**HOW TO COMPLETE THIS TASK:** For the word "below", find each line in the entries where it occurs and copy that line.

**EXTRACTED ENTRIES:**
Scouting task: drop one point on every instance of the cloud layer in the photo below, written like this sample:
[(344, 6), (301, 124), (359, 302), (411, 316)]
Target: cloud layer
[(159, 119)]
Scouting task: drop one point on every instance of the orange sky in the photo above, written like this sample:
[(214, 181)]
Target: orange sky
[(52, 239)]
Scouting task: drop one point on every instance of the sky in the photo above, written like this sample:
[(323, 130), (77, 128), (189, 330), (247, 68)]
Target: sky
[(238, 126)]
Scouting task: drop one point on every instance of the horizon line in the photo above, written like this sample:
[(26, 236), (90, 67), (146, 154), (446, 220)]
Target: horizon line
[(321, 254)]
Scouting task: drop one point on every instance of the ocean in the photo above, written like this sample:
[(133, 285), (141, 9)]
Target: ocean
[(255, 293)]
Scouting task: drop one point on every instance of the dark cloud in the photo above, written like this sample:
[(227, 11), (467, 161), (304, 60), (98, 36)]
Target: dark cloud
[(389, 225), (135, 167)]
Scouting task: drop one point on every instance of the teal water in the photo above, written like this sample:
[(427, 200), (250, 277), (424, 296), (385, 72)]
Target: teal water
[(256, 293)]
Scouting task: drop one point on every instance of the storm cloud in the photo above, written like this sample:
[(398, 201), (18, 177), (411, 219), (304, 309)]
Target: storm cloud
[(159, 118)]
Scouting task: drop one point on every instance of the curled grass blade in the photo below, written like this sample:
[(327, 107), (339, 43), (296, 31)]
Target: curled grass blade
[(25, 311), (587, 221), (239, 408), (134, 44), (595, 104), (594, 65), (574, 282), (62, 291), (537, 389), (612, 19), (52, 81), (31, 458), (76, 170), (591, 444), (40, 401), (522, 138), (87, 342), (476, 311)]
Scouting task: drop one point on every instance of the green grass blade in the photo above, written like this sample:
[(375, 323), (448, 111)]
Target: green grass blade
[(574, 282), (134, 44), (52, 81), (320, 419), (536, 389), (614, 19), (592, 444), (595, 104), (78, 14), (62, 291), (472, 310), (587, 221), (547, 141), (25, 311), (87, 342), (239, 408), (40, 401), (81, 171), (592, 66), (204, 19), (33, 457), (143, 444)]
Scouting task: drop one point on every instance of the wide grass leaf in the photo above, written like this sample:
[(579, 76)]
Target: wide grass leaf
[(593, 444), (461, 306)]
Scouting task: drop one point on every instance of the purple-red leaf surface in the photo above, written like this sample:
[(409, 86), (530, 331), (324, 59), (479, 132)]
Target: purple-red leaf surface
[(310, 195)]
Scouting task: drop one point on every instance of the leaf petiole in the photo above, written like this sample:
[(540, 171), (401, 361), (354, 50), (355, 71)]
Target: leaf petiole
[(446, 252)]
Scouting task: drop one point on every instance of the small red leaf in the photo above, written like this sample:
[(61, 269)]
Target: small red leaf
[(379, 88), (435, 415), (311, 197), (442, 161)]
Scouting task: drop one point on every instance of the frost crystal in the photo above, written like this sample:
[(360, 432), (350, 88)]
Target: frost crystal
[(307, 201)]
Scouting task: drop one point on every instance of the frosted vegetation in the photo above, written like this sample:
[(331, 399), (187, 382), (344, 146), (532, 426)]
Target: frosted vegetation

**ANSWER AREA:**
Scouting task: drop one point on every instance of the cloud layer in the photo below, written like this sample:
Scouting task: drop one point on every instance of the curled grass blade in the photo below, written like this sample:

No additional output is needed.